SHORT EXERCISE.
Please transcribe the data that follows without the pictures, keeping every word the same.

───── TASK INPUTS ─────

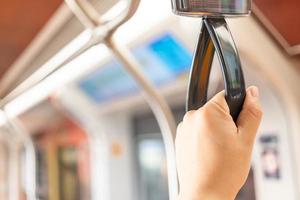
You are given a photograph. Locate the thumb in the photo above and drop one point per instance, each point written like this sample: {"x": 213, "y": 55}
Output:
{"x": 250, "y": 116}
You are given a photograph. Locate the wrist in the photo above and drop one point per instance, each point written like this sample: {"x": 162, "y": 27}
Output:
{"x": 204, "y": 196}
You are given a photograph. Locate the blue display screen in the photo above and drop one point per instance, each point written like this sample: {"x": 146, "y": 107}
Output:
{"x": 162, "y": 60}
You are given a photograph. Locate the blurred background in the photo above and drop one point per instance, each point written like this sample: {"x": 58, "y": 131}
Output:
{"x": 86, "y": 132}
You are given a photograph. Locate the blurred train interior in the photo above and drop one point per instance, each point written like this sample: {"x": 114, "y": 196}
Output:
{"x": 86, "y": 131}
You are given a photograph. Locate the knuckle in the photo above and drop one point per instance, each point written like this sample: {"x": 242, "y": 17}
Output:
{"x": 188, "y": 116}
{"x": 255, "y": 111}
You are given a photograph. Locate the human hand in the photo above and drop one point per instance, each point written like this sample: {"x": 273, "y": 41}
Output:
{"x": 213, "y": 153}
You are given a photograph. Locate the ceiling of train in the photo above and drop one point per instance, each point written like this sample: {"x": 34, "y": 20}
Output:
{"x": 20, "y": 21}
{"x": 282, "y": 19}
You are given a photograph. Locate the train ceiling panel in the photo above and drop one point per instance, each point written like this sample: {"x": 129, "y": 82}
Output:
{"x": 282, "y": 19}
{"x": 20, "y": 21}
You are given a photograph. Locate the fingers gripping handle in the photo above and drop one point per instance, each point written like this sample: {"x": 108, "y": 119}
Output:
{"x": 216, "y": 37}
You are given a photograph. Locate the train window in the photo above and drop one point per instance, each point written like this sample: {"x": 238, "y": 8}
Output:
{"x": 163, "y": 59}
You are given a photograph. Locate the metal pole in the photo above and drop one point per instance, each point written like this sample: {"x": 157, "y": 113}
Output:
{"x": 30, "y": 155}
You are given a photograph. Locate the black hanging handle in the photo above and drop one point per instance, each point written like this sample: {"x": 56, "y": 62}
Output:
{"x": 215, "y": 36}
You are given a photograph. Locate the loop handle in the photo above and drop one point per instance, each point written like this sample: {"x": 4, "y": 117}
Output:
{"x": 215, "y": 36}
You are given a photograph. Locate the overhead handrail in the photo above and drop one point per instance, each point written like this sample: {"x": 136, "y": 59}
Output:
{"x": 102, "y": 32}
{"x": 96, "y": 32}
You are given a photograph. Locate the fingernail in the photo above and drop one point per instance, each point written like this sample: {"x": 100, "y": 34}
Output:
{"x": 254, "y": 92}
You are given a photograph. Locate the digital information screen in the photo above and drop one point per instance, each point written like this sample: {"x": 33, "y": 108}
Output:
{"x": 163, "y": 60}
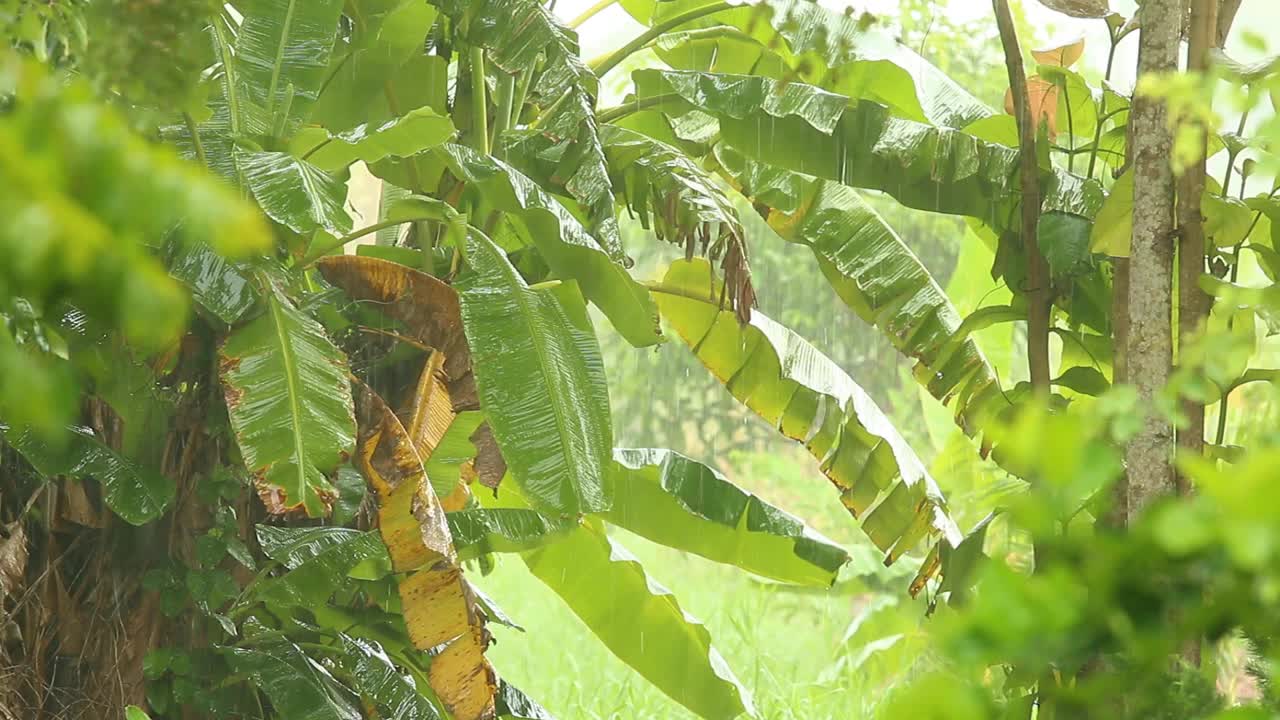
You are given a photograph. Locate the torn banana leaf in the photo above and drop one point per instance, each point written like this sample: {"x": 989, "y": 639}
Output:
{"x": 672, "y": 500}
{"x": 880, "y": 278}
{"x": 571, "y": 253}
{"x": 602, "y": 583}
{"x": 289, "y": 405}
{"x": 428, "y": 309}
{"x": 800, "y": 40}
{"x": 540, "y": 379}
{"x": 440, "y": 611}
{"x": 808, "y": 399}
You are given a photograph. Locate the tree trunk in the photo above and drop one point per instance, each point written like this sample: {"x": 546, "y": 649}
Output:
{"x": 1151, "y": 260}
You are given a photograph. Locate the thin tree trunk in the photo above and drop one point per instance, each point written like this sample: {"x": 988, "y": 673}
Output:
{"x": 1192, "y": 302}
{"x": 1151, "y": 261}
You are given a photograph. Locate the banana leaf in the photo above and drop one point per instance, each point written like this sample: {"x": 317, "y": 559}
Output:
{"x": 858, "y": 144}
{"x": 562, "y": 241}
{"x": 540, "y": 381}
{"x": 282, "y": 55}
{"x": 136, "y": 493}
{"x": 801, "y": 40}
{"x": 522, "y": 36}
{"x": 878, "y": 278}
{"x": 680, "y": 502}
{"x": 807, "y": 397}
{"x": 602, "y": 583}
{"x": 289, "y": 405}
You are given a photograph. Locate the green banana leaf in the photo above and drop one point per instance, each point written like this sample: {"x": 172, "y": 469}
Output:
{"x": 282, "y": 54}
{"x": 540, "y": 382}
{"x": 673, "y": 196}
{"x": 807, "y": 397}
{"x": 374, "y": 677}
{"x": 502, "y": 529}
{"x": 602, "y": 583}
{"x": 295, "y": 192}
{"x": 800, "y": 40}
{"x": 563, "y": 242}
{"x": 878, "y": 278}
{"x": 524, "y": 36}
{"x": 680, "y": 502}
{"x": 298, "y": 687}
{"x": 319, "y": 561}
{"x": 414, "y": 132}
{"x": 136, "y": 493}
{"x": 289, "y": 405}
{"x": 858, "y": 144}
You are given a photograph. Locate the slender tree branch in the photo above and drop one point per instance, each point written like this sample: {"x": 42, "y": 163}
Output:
{"x": 606, "y": 64}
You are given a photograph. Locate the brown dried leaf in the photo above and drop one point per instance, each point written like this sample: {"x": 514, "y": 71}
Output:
{"x": 1061, "y": 55}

─────

EXERCISE RESPONSE.
You are given a photograph. Locate the thumb in the photo above and drop one point per instance, each point written like this sample: {"x": 213, "y": 55}
Output:
{"x": 250, "y": 116}
You are given a photograph. Locate the wrist in the photo above and drop one point per instance, each point written like this sample: {"x": 162, "y": 27}
Output:
{"x": 204, "y": 196}
You are given a photograph. Locate the blue display screen in the photo above and drop one point per instance, each point written like this sample: {"x": 146, "y": 107}
Output:
{"x": 162, "y": 60}
You are given a photograph. Locate the blurred background in the photo above and drop one point per instance, each point written like this sample: {"x": 58, "y": 131}
Output:
{"x": 86, "y": 132}
You are given a photograph. Locate the blurred train interior in the photo above and drop one point per instance, each point written like this sample: {"x": 114, "y": 196}
Output:
{"x": 86, "y": 131}
You are given a photograph. Locate the knuckle in the photo above and drop one point per instance, each point written like this sample: {"x": 242, "y": 17}
Output:
{"x": 188, "y": 116}
{"x": 255, "y": 111}
You are given a photograph. Locate the human hand in the photo above and drop one point per instance, each point written like this sample: {"x": 273, "y": 41}
Output:
{"x": 213, "y": 153}
You are given a photograph. Locate the ceiling of train in the photo above and drop one point per instance, each point written like this sample: {"x": 34, "y": 20}
Output:
{"x": 20, "y": 21}
{"x": 282, "y": 19}
You are given a photograph. Locate the train ceiling panel in the photo above and drop one point per instance, each point written like this sample: {"x": 129, "y": 82}
Output:
{"x": 282, "y": 19}
{"x": 20, "y": 21}
You are given a photograph. Locate the fingers gripping handle in the photo above and drop one point per instance, each point written like this sample: {"x": 108, "y": 119}
Output:
{"x": 216, "y": 37}
You are given a photograph. Locate the train window in the photo above and drop one point per instance, each point written like this sample: {"x": 238, "y": 8}
Output:
{"x": 163, "y": 59}
You are given a photograph. Locate the metal pole in the photo above and drop one point per instance, each point written like this sample: {"x": 157, "y": 113}
Output:
{"x": 30, "y": 155}
You are given a photograph. Locate the black hanging handle in the photo above and drop one point per instance, each point written like this sample: {"x": 56, "y": 62}
Output:
{"x": 215, "y": 36}
You are given a photograph. Locate the loop handle in the photo above and drop one point per instance, each point written like this sample: {"x": 4, "y": 117}
Output:
{"x": 215, "y": 36}
You are given a photograph. Locate the overhead handrail in the photo above and drop one point per instance, each point written like this sample: {"x": 136, "y": 59}
Output:
{"x": 102, "y": 32}
{"x": 96, "y": 32}
You are given a photograph. Locate the fingernail in the photo above and drop one point per instance, each point written like this sample: {"x": 100, "y": 34}
Output:
{"x": 254, "y": 92}
You are given a photograph. Locate the digital information screen in the photo above and drop one point per instance, each point written like this sample: {"x": 33, "y": 108}
Output:
{"x": 163, "y": 60}
You are given a photograph. Locate the torn banana leaf in the photo above and drop one point per instance, each point written like this sample: {"x": 989, "y": 639}
Output:
{"x": 672, "y": 500}
{"x": 880, "y": 278}
{"x": 571, "y": 253}
{"x": 602, "y": 583}
{"x": 289, "y": 405}
{"x": 428, "y": 309}
{"x": 800, "y": 40}
{"x": 540, "y": 379}
{"x": 440, "y": 611}
{"x": 808, "y": 399}
You are given a photograph. Locate the tree trunk in the photo above and drop one point per instance, each point written like this sample: {"x": 546, "y": 649}
Output:
{"x": 1151, "y": 260}
You are given a photograph. Locate the thin tree trunk in the photo above and drop one point per instance, each point written like this sample: {"x": 988, "y": 673}
Output:
{"x": 1192, "y": 302}
{"x": 1151, "y": 261}
You are given a photograph. Locate the banana leaf in the photo above and drop one point per instance, each point written like this sample: {"x": 317, "y": 559}
Output:
{"x": 858, "y": 144}
{"x": 562, "y": 241}
{"x": 540, "y": 381}
{"x": 282, "y": 55}
{"x": 136, "y": 493}
{"x": 801, "y": 40}
{"x": 522, "y": 36}
{"x": 878, "y": 278}
{"x": 680, "y": 502}
{"x": 807, "y": 397}
{"x": 602, "y": 583}
{"x": 289, "y": 405}
You are given a photograph. Locate the green banana leaf in the photo above and drop one point per instance, each point written like this sample: {"x": 172, "y": 469}
Output:
{"x": 282, "y": 54}
{"x": 540, "y": 382}
{"x": 673, "y": 196}
{"x": 807, "y": 397}
{"x": 374, "y": 677}
{"x": 502, "y": 529}
{"x": 602, "y": 583}
{"x": 295, "y": 192}
{"x": 800, "y": 40}
{"x": 563, "y": 242}
{"x": 878, "y": 278}
{"x": 524, "y": 36}
{"x": 680, "y": 502}
{"x": 298, "y": 687}
{"x": 319, "y": 561}
{"x": 414, "y": 132}
{"x": 136, "y": 493}
{"x": 289, "y": 405}
{"x": 858, "y": 144}
You are given a photograph. Locate the slender tree branch in the photo above and drop one point per instance, each point written like this sample: {"x": 42, "y": 163}
Output:
{"x": 606, "y": 64}
You are given a photograph. Locate the brown dried leaf in the photo above and drop one point per instance, each point written like this sample: {"x": 514, "y": 71}
Output:
{"x": 1061, "y": 55}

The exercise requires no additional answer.